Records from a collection
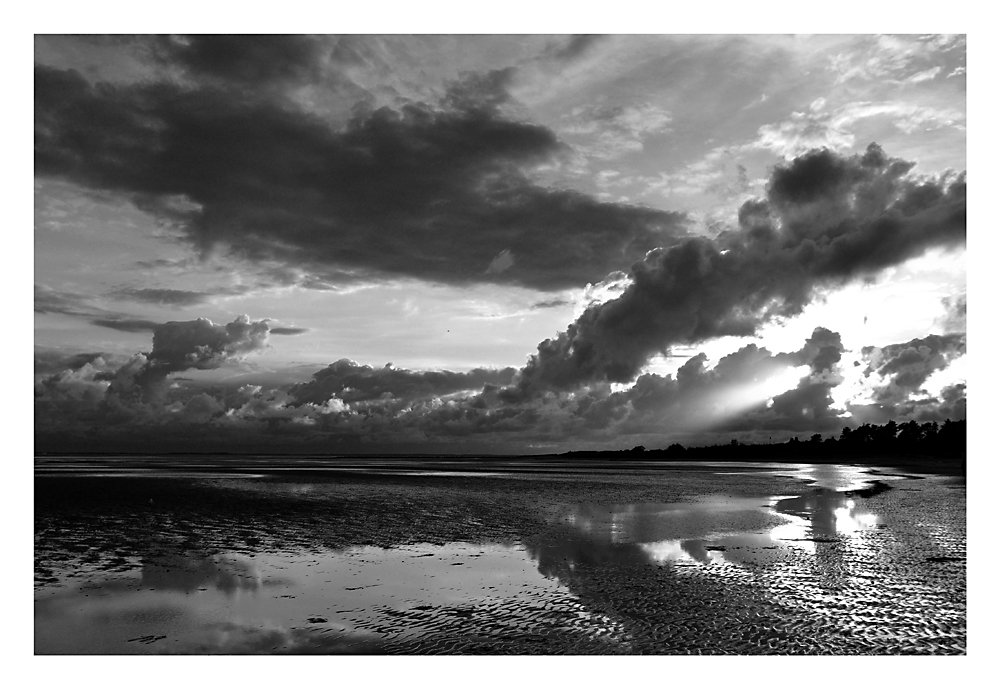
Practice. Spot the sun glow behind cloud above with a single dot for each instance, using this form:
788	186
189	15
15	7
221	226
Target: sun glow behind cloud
738	400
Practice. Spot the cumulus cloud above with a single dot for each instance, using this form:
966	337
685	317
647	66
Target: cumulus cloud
394	192
183	345
897	371
827	219
817	128
954	320
351	383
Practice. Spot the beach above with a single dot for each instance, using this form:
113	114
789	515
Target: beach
209	555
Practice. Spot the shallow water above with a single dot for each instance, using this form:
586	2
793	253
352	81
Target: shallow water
404	557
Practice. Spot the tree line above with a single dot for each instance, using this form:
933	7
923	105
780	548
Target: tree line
945	441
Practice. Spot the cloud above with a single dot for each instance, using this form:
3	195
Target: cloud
817	128
827	220
352	383
575	47
896	372
954	320
163	297
245	60
610	131
394	192
50	301
183	345
898	59
128	325
550	304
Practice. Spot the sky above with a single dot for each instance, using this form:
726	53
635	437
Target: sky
494	244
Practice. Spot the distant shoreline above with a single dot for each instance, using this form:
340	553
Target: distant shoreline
916	463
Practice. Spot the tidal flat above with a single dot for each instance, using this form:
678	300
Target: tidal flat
237	555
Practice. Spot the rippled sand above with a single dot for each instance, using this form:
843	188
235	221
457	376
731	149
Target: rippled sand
496	557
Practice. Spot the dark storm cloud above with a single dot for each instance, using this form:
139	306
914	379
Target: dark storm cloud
550	304
127	325
352	382
49	301
827	220
954	320
163	297
48	362
250	60
574	47
431	192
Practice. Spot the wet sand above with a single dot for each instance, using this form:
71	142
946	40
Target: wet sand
229	555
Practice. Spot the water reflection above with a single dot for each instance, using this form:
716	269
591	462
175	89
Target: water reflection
719	530
191	571
352	601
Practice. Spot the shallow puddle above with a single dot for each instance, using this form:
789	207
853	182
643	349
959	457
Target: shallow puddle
840	567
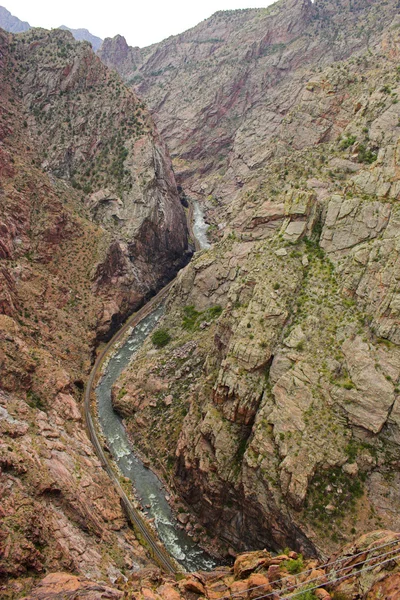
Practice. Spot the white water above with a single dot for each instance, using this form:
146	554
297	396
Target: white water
200	227
147	487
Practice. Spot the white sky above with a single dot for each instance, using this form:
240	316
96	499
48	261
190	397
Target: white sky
141	22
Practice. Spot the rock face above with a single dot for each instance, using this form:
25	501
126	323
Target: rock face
284	423
90	224
83	35
10	23
252	87
14	25
112	153
255	575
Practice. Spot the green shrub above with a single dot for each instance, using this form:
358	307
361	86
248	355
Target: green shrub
365	155
192	317
294	566
347	142
161	338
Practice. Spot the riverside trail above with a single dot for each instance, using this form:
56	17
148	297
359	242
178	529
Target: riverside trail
123	458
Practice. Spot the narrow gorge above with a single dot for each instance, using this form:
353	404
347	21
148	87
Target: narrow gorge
200	309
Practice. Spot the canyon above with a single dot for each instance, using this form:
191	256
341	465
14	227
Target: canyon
273	409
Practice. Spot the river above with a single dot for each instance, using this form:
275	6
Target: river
148	488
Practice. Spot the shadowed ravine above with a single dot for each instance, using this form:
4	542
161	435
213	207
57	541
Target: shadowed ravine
148	488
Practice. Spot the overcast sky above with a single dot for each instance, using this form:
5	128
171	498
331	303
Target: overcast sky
142	22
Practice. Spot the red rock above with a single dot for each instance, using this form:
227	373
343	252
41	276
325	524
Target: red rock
58	586
195	586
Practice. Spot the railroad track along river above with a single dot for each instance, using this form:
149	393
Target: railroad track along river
146	535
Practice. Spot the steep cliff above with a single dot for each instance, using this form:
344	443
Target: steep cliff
221	92
91	224
259	575
276	405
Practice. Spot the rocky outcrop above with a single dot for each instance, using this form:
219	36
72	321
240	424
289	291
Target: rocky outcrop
284	416
253	89
10	23
83	35
70	269
112	153
258	574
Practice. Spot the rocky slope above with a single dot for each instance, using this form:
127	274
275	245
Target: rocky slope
10	23
91	224
221	92
83	35
14	25
276	404
257	575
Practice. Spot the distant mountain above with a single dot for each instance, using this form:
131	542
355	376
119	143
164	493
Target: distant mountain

__WHAT TO WORK ON__
What is needed is an exact repeat of every entry above, with the pictures left out.

__RESPONSE BELOW__
Practice. Spot the sun glow behind cloud above with a single dot for each instance, using this form:
788	186
189	15
15	7
221	226
Target: sun glow behind cloud
738	400
Practice. Spot the cumulus cloud above with a single dot for each instance, using this form:
966	337
685	317
647	66
Target: cumulus cloud
394	192
183	345
897	371
827	219
817	128
954	320
351	383
Practice. Spot the beach above with a single dot for each instance, using this form:
113	114
789	515
Target: beach
209	555
Practice. Spot the shallow water above with a single dot for each instance, using this form:
586	2
793	253
352	81
Target: shallow water
404	557
Practice. Spot the tree line above with a single dot for each instance, using this form:
933	7
923	105
780	548
Target: tree line
945	441
Practice. Spot the cloud above with a single dot for each instance, using this form:
3	195
Target: cloud
817	128
827	220
352	383
575	47
896	372
954	320
163	297
245	60
610	131
394	192
50	301
183	345
898	59
128	325
550	304
Practice. Spot the sky above with a single dot for each instance, using this form:
726	53
635	437
Target: sky
494	244
Practice. Spot the distant shoreline above with a single dot for each instance, using this form:
340	553
Target: distant shoreline
916	463
Practice. Spot the tidal flat above with a single dot for each instance, using this form:
678	300
Target: tidal flat
237	555
Practice. Spot the rippled sand above with a single dot for each instance, using this form:
843	188
235	221
457	376
731	149
Target: rippled sand
496	557
Practice. Spot the dark storm cloud above with a single dot for each instance, using this form:
139	306
914	379
Target: dark storm cloud
550	304
127	325
352	382
49	301
827	220
954	320
163	297
48	362
250	60
574	47
431	192
Practice. Spot the wet sand above with a single dot for each instance, using this form:
71	142
946	40
Target: wet sand
229	555
Practice. Spot the water reflection above with a single dot for each instance, using this form:
716	269
591	462
175	89
Target: water reflection
719	530
191	571
352	601
Practice. Spot the shallow puddle above with a single dot for each instance, using this form:
789	207
853	182
643	349
959	457
Target: shallow puddle
840	567
Practice. Spot the white water above with a single dot for each instance, using this form:
146	554
297	396
Target: white water
200	227
147	487
Practice. Spot the white sky above with a single dot for each instance, using this form:
240	316
96	499
48	261
190	397
Target: white sky
141	22
Practice. Spot the rock face above with a single dot for each instance, using this form:
25	501
126	323
Target: rock face
284	423
90	224
83	35
10	23
252	87
14	25
112	153
255	575
Practice. Spot the green shrub above with a single dot for each instance, using this form:
358	307
361	86
248	355
Target: green shrub
365	155
192	317
294	566
347	142
161	338
Practice. Spot the riverside trail above with a single dot for each instance, using this form:
56	17
148	297
359	242
178	529
Target: riverside trail
123	458
Practice. Spot the narrow gorge above with a single dot for each instance, using this form:
353	404
347	21
148	87
Target: narrow gorge
200	309
Practice. Spot the canyon above with a single dot for each instance, using this form:
191	256
341	465
14	227
Target: canyon
273	409
Practice. Spot the river above with a single dot for each instance, using this form:
275	6
Target: river
148	488
Practice. Spot the shadowed ravine above with a single dot for each instance, using this form:
4	542
161	435
213	207
57	541
Target: shadowed ravine
148	488
Practice. Spot the overcast sky above with a single dot for each instance, using this form:
5	128
171	498
331	303
Target: overcast sky
142	22
Practice. Spot the red rock above with a single dot for each instance, using this form:
227	373
343	252
41	276
325	524
Target: red rock
58	586
195	586
Practice. Spot the railroad track along river above with a single dot for each instance, using this form:
149	393
Target: railroad track along river
146	535
Practice. Spot the steep cliff above with a single dot for each instance, using this form:
344	443
Target: steep cliff
221	92
91	224
259	575
276	405
Practice. Spot the rocky outcrop above with a single dot for each instance, using this form:
219	36
72	321
240	424
289	291
Target: rocky outcrop
284	416
253	89
10	23
83	35
70	269
112	153
258	574
Practice. Spot the rocky slope above with a single dot for each instance, using this form:
127	274
275	245
Target: rocky slope
10	23
91	224
221	92
83	35
14	25
276	404
257	575
Practice. Spot the distant mountain above with a single dot for each instance, using this form:
131	542
355	376
119	143
164	493
Target: distant mountain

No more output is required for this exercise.